• _Task description_
Repeat the listing below in full.

• _Data for processing_
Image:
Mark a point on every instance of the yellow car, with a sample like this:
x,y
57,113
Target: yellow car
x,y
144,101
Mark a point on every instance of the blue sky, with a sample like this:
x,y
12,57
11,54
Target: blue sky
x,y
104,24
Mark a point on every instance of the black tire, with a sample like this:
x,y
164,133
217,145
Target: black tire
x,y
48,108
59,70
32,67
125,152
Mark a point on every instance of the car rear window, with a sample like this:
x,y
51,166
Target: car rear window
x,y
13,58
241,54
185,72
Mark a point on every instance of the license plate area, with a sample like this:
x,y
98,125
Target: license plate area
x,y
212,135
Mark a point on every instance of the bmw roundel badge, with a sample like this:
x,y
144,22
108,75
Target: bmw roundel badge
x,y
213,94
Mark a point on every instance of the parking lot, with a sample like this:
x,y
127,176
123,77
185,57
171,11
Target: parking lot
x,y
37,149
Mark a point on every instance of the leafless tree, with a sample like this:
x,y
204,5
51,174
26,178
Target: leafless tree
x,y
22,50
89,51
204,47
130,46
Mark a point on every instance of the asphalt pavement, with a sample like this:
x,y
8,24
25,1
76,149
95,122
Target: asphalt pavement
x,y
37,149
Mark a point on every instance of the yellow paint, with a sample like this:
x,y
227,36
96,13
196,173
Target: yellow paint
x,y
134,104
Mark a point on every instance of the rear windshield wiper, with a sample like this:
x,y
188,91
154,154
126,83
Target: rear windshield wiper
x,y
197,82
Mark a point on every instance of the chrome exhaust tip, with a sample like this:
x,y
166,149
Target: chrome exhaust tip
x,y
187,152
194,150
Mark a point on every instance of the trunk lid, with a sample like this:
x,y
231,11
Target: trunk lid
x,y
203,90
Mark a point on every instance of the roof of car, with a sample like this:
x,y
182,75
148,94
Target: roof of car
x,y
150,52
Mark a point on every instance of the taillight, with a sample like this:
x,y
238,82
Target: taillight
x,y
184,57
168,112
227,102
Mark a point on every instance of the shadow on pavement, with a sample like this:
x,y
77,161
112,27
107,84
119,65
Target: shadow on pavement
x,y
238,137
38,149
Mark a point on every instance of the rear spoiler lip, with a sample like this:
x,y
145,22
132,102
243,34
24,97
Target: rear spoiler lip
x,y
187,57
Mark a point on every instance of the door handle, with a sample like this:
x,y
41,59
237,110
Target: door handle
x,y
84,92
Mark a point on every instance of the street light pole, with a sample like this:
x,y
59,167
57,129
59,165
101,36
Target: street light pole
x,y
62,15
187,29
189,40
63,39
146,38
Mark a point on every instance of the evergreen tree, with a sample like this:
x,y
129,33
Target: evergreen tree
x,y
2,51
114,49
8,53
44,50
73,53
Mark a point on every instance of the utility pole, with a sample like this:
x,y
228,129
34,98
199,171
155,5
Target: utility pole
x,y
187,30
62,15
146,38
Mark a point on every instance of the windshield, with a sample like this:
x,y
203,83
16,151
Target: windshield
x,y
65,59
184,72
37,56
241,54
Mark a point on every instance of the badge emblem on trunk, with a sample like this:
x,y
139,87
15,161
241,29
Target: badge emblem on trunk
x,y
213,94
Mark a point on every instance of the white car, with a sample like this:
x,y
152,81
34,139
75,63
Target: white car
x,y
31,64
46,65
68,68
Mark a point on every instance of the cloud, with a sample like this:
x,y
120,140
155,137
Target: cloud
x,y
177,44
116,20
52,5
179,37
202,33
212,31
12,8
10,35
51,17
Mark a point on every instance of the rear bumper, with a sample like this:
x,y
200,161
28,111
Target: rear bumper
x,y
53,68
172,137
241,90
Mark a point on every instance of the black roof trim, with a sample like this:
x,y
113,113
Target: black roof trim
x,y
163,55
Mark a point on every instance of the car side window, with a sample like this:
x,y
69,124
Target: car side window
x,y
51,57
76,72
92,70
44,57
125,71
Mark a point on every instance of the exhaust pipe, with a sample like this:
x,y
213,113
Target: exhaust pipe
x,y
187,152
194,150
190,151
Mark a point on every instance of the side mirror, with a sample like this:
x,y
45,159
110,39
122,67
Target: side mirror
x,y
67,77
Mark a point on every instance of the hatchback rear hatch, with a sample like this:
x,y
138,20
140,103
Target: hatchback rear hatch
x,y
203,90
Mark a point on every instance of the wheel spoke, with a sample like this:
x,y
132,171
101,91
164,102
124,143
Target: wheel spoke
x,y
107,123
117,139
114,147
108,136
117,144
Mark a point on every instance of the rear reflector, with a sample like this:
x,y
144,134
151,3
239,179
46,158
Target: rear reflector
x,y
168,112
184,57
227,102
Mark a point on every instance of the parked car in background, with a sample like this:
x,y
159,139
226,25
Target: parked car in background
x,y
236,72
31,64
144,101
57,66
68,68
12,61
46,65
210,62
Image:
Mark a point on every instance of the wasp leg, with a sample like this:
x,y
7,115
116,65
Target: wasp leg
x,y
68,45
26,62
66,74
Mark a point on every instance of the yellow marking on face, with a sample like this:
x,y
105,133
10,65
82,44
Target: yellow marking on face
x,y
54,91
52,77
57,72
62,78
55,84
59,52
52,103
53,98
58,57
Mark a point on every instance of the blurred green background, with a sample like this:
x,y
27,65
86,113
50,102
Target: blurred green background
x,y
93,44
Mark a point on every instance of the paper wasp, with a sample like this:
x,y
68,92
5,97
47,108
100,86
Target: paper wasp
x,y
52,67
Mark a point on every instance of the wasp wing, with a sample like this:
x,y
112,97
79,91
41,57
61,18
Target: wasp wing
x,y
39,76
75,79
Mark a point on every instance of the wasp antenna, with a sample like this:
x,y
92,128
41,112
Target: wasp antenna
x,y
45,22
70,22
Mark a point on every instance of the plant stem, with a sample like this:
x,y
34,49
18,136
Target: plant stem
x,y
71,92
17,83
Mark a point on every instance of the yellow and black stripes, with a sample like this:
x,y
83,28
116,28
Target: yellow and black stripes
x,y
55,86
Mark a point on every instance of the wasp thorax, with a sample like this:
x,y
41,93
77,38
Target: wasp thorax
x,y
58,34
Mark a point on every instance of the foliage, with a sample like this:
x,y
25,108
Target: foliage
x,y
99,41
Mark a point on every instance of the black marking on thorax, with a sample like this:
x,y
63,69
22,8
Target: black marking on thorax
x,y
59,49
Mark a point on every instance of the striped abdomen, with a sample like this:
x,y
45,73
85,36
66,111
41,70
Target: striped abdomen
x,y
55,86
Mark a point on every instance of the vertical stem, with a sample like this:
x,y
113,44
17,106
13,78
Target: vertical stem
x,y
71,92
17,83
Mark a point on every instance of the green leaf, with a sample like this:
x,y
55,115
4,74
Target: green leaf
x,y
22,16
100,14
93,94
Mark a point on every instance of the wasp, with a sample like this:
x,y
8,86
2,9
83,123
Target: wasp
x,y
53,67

• _Solution for this task_
Image:
Mark a point on every instance of the yellow car, with a sample like this:
x,y
57,113
Target: yellow car
x,y
144,101
Mark a point on every instance of the blue sky, with a sample like this:
x,y
12,57
11,54
Target: blue sky
x,y
104,24
Mark a point on every instance of the black tire, with a sample like this:
x,y
164,133
217,145
Target: black tire
x,y
48,108
59,70
32,67
125,152
Mark a point on every instance of the car rear window, with a sample like this:
x,y
51,166
Target: car rear window
x,y
13,58
241,54
185,72
Mark a point on every instance of the license plate area, with a sample like this:
x,y
98,125
Target: license plate area
x,y
212,135
Mark a point on every instance of the bmw roundel badge, with a sample like this:
x,y
144,22
108,75
Target: bmw roundel badge
x,y
213,94
Mark a point on every instance of the parking lot, with a sample like this:
x,y
127,176
123,77
185,57
171,11
Target: parking lot
x,y
37,149
Mark a point on every instance of the leafless tree, with a sample like this:
x,y
204,5
51,174
26,178
Target: leafless tree
x,y
22,50
89,51
204,47
130,46
Mark a point on every instance of the asphalt pavement, with a sample like this:
x,y
8,24
25,1
76,149
95,122
Target: asphalt pavement
x,y
37,149
Mark a point on every instance of the yellow paint, with a sample like this:
x,y
227,36
96,13
196,173
Target: yellow paint
x,y
134,104
Mark a point on every instance of the rear windshield wiper, with a sample like this:
x,y
188,91
154,154
126,83
Target: rear windshield wiper
x,y
197,82
Mark a point on every instance of the chrome exhaust tip, with a sample like this:
x,y
166,149
Target: chrome exhaust tip
x,y
187,152
194,150
Mark a point on every instance of the trunk lid, with a sample like this:
x,y
231,11
Target: trunk lid
x,y
203,90
Mark a point on every instance of the roof of car, with a sample like this:
x,y
182,75
148,94
Target: roof of car
x,y
150,52
Mark a point on every instance of the taillight, with a sample like this:
x,y
238,82
Target: taillight
x,y
184,57
168,112
227,102
Mark a point on every instance of the shadow on pavement, with a sample like this:
x,y
77,161
112,27
107,84
119,65
Target: shadow on pavement
x,y
238,137
38,149
Mark a point on every instance of the rear spoiler lip, with a sample like this:
x,y
145,22
132,102
243,34
24,97
Target: rear spoiler lip
x,y
187,57
Mark a point on every instance of the door handle, with a sample like this:
x,y
41,59
237,110
Target: door handle
x,y
84,92
Mark a point on every instance of the street light pole, with a sample like this:
x,y
59,167
57,129
59,165
101,36
Target: street light pole
x,y
62,15
187,29
189,40
63,39
146,38
Mark a point on every instance of the evergreen tree, with a sample like this:
x,y
129,33
Target: evergreen tree
x,y
2,51
114,49
8,53
44,50
73,53
Mark a point on every instance of the utility pole, with a sample like this:
x,y
228,129
34,98
199,171
155,5
Target: utility pole
x,y
187,30
62,15
146,38
Mark a point on every instance of the windshield, with a sample like this:
x,y
203,83
16,151
Target: windshield
x,y
65,59
184,72
37,56
241,54
Mark a point on every instance of the badge emblem on trunk, with a sample like this:
x,y
139,87
15,161
241,29
Target: badge emblem on trunk
x,y
213,94
Mark a point on every instance of the white car, with a sample like this:
x,y
152,81
34,139
75,63
Target: white car
x,y
31,64
46,65
68,68
Mark a point on every instance of the cloud, with a sample like this:
x,y
120,140
155,137
Target: cloud
x,y
177,44
116,20
52,5
179,37
202,33
212,31
12,8
10,35
51,17
Mark a point on every instance of the rear bumper, with a sample like this:
x,y
200,161
28,111
Target: rear bumper
x,y
53,68
172,137
241,90
Mark a point on every instance of the black roof trim, with a sample like this:
x,y
113,113
Target: black roof trim
x,y
163,55
Mark a point on every instance of the car side window, with a sample like this:
x,y
69,124
Target: car side window
x,y
51,57
76,72
92,70
44,57
125,71
Mark a point on every instance of the exhaust pipe, with a sample like this:
x,y
213,113
Target: exhaust pipe
x,y
187,152
194,150
190,151
Mark a point on every instance of the side mirror, with a sample like this:
x,y
45,159
110,39
122,67
Target: side mirror
x,y
67,77
Mark a point on every instance of the hatchback rear hatch, with a sample like this:
x,y
138,20
140,103
Target: hatchback rear hatch
x,y
203,90
Mark a point on every instance of the wheel spoke, with a sample like this:
x,y
132,171
101,91
164,102
124,143
Target: wheel spoke
x,y
107,123
117,139
114,147
108,136
117,144
Mark a point on every instance of the rear reflector, with a sample like this:
x,y
144,134
151,3
239,179
46,158
Target: rear reflector
x,y
168,112
184,57
227,102
Mark a point on every instance of the parked car in background, with a sample like this:
x,y
159,139
226,25
Target: parked car in background
x,y
236,72
31,64
144,101
57,66
68,68
12,61
46,65
210,62
Image:
Mark a point on every instance of the wasp leg, with a sample like this:
x,y
7,115
116,65
Target: wasp leg
x,y
68,45
26,62
66,74
Mark a point on every instance of the yellow marking on face, with a sample like this:
x,y
105,133
10,65
82,44
Target: yellow marking on face
x,y
54,91
52,77
57,72
62,78
55,84
59,52
52,103
53,98
58,57
Mark a point on every instance of the blurred green background, with a sample like this:
x,y
27,65
86,113
50,102
Target: blurred green background
x,y
93,44
Mark a point on every instance of the paper wasp, with a sample like this:
x,y
68,92
5,97
47,108
100,86
Target: paper wasp
x,y
52,67
Mark a point on every instance of the wasp wing, with a sample like this:
x,y
112,97
79,91
41,57
61,18
Target: wasp wing
x,y
39,76
75,79
Mark a point on every instance of the wasp antenna, with a sample like this:
x,y
92,128
41,112
Target: wasp antenna
x,y
45,22
70,22
Mark a point on every instance of the plant stem, with a sample like this:
x,y
34,49
18,136
Target: plant stem
x,y
71,92
17,83
Mark a point on every instance of the yellow and black stripes, with a sample like this:
x,y
83,28
116,28
Target: yellow and black stripes
x,y
55,86
Mark a point on every instance of the wasp thorax, with a sample like this:
x,y
41,93
77,38
Target: wasp thorax
x,y
58,34
Mark a point on every instance of the foliage, with a sample like this:
x,y
25,108
Target: foliage
x,y
99,41
Mark a point on every instance of the black marking on thorax, with a sample like this:
x,y
63,69
22,8
Target: black marking on thorax
x,y
59,49
Mark a point on every instance of the striped abdomen, with a sample like this:
x,y
45,73
85,36
66,111
41,70
Target: striped abdomen
x,y
55,86
Mark a point on every instance of the vertical stem, with a sample like this:
x,y
113,44
17,106
13,78
Target: vertical stem
x,y
71,92
17,83
Mark a point on every instance of the green leaf, with a sample like this:
x,y
55,115
4,74
Target: green leaf
x,y
22,16
100,14
93,94
Mark a point on every instance of the wasp, with a sample like this:
x,y
8,86
2,9
83,123
Target: wasp
x,y
53,67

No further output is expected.